**Exercise directions:** Restate the listing word for word. Stop at the line that holds "Task — mark the dark suit", include it, and leave out all pictures.

**Available data:**
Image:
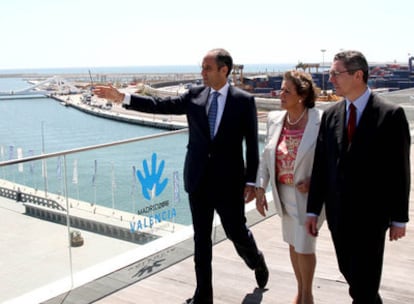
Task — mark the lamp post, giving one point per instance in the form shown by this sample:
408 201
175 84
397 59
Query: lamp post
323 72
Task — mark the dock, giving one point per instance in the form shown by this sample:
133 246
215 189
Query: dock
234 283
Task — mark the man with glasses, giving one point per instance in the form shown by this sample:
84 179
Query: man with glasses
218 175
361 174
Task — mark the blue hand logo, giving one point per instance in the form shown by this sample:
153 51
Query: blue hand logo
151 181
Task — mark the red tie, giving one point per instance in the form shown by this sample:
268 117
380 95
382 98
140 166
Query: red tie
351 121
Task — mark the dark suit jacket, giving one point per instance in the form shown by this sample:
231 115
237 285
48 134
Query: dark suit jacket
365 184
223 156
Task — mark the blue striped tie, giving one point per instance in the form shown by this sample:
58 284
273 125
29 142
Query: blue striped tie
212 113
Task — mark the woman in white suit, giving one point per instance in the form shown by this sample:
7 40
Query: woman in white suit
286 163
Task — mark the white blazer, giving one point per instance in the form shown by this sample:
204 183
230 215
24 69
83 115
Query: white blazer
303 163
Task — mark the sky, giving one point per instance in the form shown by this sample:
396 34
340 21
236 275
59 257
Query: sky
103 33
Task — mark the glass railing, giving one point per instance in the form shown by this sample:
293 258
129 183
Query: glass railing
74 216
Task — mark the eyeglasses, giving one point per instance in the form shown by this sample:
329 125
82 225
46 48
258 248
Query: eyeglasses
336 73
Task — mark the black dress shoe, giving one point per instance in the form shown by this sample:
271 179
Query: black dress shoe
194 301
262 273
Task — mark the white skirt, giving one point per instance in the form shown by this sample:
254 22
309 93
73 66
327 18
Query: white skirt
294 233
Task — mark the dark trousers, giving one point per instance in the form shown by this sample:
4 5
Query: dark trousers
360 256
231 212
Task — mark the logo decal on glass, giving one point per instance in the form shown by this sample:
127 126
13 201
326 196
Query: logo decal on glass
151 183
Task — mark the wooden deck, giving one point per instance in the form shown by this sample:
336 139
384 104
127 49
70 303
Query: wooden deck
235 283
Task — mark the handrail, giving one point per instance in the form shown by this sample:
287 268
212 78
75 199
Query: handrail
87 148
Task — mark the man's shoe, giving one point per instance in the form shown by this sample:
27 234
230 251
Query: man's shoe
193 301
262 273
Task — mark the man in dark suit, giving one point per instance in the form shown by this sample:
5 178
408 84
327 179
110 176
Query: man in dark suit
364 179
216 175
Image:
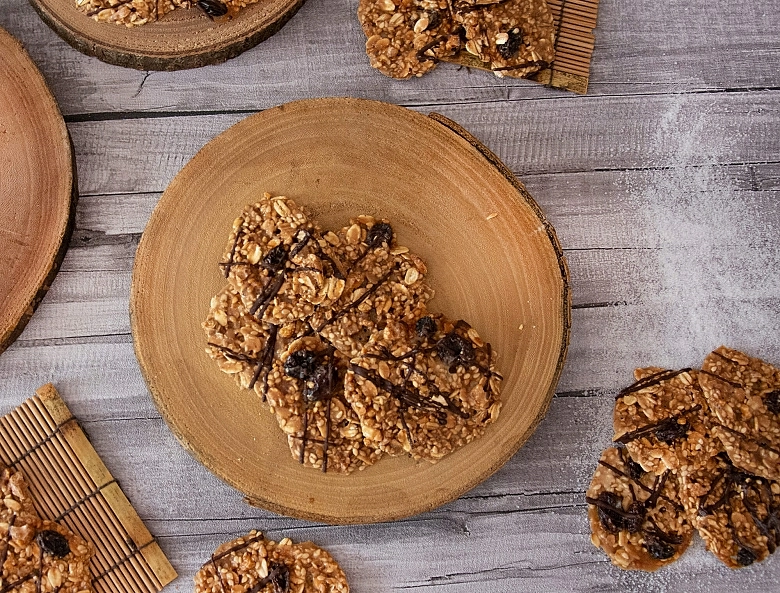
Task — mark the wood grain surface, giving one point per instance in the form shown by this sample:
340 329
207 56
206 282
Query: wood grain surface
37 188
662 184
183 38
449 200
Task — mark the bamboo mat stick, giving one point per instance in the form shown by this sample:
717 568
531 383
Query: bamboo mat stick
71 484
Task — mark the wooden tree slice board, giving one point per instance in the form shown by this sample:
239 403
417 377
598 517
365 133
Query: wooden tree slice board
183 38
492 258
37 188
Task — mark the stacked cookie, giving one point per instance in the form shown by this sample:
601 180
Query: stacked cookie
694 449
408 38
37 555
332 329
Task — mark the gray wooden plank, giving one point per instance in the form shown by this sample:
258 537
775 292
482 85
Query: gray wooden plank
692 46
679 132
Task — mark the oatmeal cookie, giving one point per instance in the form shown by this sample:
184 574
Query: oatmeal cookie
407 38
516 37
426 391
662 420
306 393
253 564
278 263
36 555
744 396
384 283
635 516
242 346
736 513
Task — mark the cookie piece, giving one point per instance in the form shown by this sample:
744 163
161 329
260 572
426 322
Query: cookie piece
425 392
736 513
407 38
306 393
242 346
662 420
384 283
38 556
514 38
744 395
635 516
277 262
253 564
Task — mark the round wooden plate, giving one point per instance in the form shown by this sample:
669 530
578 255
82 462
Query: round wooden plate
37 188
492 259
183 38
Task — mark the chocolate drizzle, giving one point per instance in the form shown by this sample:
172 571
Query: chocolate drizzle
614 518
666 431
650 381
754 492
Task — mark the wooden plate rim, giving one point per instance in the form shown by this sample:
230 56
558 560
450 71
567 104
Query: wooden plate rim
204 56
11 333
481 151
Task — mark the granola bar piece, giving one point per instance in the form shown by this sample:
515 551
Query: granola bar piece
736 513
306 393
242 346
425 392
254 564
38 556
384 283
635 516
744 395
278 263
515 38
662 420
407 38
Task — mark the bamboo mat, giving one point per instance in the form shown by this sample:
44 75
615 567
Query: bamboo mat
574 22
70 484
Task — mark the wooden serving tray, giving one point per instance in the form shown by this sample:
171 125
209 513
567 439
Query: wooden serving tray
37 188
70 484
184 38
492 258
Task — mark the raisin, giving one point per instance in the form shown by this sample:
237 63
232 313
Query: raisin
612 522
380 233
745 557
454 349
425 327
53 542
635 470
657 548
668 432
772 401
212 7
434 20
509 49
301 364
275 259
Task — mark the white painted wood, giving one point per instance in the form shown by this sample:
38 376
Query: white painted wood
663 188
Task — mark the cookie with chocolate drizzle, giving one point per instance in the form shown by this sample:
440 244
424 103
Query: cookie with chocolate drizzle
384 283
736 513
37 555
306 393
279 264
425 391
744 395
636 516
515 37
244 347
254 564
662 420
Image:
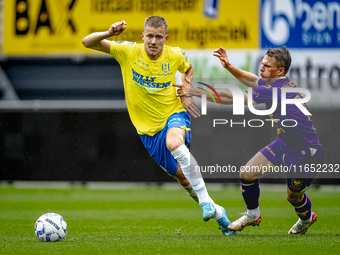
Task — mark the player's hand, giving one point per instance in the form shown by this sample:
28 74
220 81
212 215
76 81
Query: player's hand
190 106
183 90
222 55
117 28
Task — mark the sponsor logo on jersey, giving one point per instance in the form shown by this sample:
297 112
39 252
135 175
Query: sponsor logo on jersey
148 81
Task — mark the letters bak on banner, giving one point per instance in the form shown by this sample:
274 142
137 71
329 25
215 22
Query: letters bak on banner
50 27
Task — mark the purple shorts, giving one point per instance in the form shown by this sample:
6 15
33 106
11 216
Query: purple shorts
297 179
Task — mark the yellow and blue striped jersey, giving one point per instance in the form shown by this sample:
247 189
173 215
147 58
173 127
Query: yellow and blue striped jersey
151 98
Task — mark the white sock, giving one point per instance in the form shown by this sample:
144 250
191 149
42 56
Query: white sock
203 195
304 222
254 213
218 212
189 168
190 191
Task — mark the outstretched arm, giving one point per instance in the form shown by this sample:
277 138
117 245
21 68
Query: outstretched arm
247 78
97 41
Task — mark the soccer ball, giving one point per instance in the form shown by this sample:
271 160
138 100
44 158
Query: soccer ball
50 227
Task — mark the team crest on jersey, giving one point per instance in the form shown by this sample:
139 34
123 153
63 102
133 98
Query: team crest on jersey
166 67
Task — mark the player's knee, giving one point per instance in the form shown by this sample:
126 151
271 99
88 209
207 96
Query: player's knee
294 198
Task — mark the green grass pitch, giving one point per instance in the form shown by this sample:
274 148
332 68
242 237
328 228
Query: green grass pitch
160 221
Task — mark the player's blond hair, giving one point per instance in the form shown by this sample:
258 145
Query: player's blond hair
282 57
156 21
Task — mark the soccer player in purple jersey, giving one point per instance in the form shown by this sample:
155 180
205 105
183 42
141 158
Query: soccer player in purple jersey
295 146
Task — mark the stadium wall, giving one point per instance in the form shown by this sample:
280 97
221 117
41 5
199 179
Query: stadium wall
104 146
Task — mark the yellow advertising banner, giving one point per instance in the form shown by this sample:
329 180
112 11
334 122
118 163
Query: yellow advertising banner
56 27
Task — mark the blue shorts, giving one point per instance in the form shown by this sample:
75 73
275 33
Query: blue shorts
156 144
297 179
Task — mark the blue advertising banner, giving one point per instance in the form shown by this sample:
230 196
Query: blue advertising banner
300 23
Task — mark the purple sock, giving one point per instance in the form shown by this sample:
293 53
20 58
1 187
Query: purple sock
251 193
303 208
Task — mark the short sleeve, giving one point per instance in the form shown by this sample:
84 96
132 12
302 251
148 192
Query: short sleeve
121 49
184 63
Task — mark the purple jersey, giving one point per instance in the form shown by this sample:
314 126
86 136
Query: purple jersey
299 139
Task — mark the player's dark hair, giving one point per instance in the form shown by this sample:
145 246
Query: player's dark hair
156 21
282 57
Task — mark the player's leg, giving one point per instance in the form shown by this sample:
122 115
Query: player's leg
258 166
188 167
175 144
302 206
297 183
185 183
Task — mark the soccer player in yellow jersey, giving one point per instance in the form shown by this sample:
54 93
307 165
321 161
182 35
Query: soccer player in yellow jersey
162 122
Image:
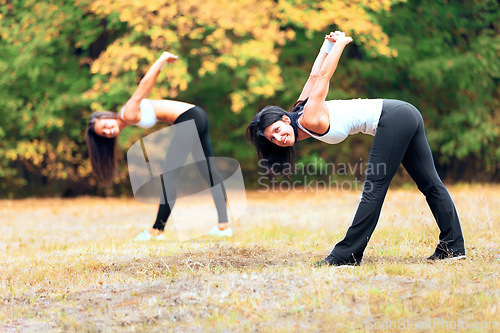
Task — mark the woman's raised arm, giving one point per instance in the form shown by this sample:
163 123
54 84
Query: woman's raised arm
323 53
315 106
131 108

**Solved problem:**
Image:
Task — mark the lamp post, giving one point per instance in the form shown by this sample:
408 201
175 84
397 59
Query: lamp post
323 72
Task — mark the dock, giving one point per instance in the form shown by this sample:
133 246
215 189
Query: dock
234 283
Task — mark the man with glasses, giving one point per instance in the form shown by this sample:
84 179
Query: man with glasses
218 175
361 174
Task — mark the blue hand logo, giving one point per instance in the form shown by this sample:
153 51
Query: blue hand logo
151 181
Task — mark the red tie, giving one point per instance in the form shown by this sample:
268 117
380 95
382 98
140 166
Query: red tie
351 121
Task — mark the dark suit jacket, giving one point per instance in the form shown by this sample:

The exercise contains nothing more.